> _SOURCE TEXT_:
Letters: November 6, 1996

Regarding the intemperate readers bemoaning the university's decision to award an honorary degree in June to President Clinton (Letters, September 11), I'd like to point out that Princeton was twice honored by Presidential visits on the occasion of its anniversaries in 1946 and 1896. It is the purist of coincidences that on all three such occasions a Democratic President was invited to campus. I urge these curmudgeons and any other alumni who share their views to consider what would have happened had Princeton been founded 25 years later, in 1771. The three Presidents visiting Princeton and receiving honorary degrees would have all been Republicans-Ulysses S. Grant in 1871, Warren G. Harding in 1921, and Richard M. Nixon in 1971.
C. Thomas Corwin '62
Chappaqua, N.Y.

So Clinton was a draft dodger? Great! He dodged the most criminally stupid and wasteful war in American history-55,000 American dead for what? If I had been his age I would have done the same, and I speak as a B-29 jockey who flew 25 missions in World War II.
Clinton a womanizer? If memory serves, 90 percent of the conversations in my undergraduate years concerned that subject, and I'm sure this continued into alumnihood. I doubt if there exists an alumnus who wasn't a womanizer or a wannabe.
Liar? The outstanding Presidential liars of recent years were Republicans: Nixon (no contest), Bush ("Read my lips"), and Reagan (Iran Contra). Clinton may not be Abe Lincoln (a liar on occasion), but unlike Bob Dole, he is trying to lead the nation into the 21st century and not back to the 19th.

> _EXTRACTED MATERIAL_:
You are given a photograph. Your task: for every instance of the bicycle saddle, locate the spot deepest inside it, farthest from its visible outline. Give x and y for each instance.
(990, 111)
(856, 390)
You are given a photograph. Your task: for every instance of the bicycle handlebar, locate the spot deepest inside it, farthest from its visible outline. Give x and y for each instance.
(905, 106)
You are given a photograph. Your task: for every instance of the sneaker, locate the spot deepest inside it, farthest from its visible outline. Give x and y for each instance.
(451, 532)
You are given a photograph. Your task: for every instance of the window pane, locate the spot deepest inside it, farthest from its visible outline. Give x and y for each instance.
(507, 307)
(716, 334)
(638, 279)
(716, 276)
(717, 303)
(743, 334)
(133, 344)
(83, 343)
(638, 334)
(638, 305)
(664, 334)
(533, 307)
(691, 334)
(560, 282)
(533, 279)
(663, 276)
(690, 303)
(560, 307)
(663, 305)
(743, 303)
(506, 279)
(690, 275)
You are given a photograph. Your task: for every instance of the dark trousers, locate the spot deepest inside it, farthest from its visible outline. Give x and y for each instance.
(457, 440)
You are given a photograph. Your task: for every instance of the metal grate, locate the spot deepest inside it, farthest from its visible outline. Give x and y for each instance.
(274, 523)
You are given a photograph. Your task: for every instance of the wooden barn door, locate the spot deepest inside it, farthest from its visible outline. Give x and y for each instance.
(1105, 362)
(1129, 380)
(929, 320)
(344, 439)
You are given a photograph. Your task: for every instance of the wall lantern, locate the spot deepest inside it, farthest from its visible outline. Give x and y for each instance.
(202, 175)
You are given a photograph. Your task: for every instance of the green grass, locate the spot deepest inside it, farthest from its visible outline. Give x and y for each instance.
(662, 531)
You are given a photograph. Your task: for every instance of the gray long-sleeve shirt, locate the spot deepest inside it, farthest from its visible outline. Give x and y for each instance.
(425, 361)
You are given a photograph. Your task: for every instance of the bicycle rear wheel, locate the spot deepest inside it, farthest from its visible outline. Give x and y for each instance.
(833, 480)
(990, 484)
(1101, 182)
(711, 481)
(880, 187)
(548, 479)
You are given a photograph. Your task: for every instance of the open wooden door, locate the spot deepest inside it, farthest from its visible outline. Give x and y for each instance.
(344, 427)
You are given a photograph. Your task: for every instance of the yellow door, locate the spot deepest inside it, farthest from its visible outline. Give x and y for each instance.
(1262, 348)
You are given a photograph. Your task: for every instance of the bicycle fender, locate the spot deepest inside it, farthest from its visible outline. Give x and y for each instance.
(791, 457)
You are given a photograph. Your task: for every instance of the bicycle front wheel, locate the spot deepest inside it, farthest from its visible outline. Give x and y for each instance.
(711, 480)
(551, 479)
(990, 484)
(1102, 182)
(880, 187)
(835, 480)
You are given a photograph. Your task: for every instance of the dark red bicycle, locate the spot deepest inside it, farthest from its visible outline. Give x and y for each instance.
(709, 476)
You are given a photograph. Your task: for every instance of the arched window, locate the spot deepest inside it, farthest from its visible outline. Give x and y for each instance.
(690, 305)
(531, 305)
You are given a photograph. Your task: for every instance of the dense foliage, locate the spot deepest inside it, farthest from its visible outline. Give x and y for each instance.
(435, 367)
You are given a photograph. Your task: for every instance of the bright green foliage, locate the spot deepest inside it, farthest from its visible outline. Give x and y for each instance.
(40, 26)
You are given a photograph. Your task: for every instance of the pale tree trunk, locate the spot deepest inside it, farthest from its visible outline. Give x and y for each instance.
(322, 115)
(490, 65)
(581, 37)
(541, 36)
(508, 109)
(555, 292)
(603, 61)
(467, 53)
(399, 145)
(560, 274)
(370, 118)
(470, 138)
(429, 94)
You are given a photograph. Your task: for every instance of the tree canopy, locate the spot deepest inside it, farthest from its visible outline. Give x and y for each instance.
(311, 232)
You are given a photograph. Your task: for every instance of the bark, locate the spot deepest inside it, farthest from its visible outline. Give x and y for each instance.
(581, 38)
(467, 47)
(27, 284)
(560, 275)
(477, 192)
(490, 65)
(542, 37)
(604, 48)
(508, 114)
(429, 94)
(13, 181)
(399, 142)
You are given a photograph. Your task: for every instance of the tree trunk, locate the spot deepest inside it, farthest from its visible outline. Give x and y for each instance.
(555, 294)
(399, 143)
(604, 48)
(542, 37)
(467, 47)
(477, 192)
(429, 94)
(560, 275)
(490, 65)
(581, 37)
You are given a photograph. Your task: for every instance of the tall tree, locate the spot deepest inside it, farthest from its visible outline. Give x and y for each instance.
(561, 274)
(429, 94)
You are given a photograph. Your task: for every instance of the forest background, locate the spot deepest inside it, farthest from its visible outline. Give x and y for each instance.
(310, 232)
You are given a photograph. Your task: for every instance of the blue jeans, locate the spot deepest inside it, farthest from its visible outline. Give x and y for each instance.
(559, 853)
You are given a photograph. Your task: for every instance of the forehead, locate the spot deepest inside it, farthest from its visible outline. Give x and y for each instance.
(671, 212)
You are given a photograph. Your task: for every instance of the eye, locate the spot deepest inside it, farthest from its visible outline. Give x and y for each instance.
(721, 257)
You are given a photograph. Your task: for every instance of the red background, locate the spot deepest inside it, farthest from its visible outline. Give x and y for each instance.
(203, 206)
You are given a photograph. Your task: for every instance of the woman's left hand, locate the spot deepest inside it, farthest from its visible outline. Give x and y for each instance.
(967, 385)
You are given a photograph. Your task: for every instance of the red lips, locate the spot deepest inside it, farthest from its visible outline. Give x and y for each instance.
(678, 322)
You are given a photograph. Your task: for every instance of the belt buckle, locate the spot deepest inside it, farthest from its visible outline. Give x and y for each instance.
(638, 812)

> _TASKS TO COMPLETE_:
- a) According to the letters about President Clinton's honorary degree, in which two earlier anniversary years was Princeton honored by Presidential visits?
- b) Continue the letters about President Clinton's honorary degree, beginning after their last sentence.

> _RESULTS OF THE TASKS_:
- a) 1946 and 1896

- b)
John Clark '38
Great Barrington, Mass.

As the son of German-Jewish refugees, I am disturbed by the tone of John V. H. Dippel '68's book, Bound Upon a Wheel of Fire, as reviewed by Marc Fisher '80 in the September 11 paw. In the book I detect an undercurrent of "blaming the victim," as though the blindness-or was it stupidity?-of many German Jews to the events around them at least partially contributed to their demise. Mr. Dippel and others greatly underestimate the psychological trauma involved when one's comfortable and seemingly secure life is destroyed nearly overnight, and one is faced with the prospect of leaving helpless, elderly relations to a desperate future if one flees. Nor does the reviewer explain that refugees were not allowed to take any money out of Germany to wherever it was that they were supposed to go. Under these circumstances, it should not be surprising that many German Jews believed what they wanted to believe, namely that Hitler would be overthrown from within or stopped from without. This possibility seemed very plausible throughout the 1930s, especially to people who faced few options that were even barely palatable.
Ronald A. Wiener '76
Bradenton, Fla.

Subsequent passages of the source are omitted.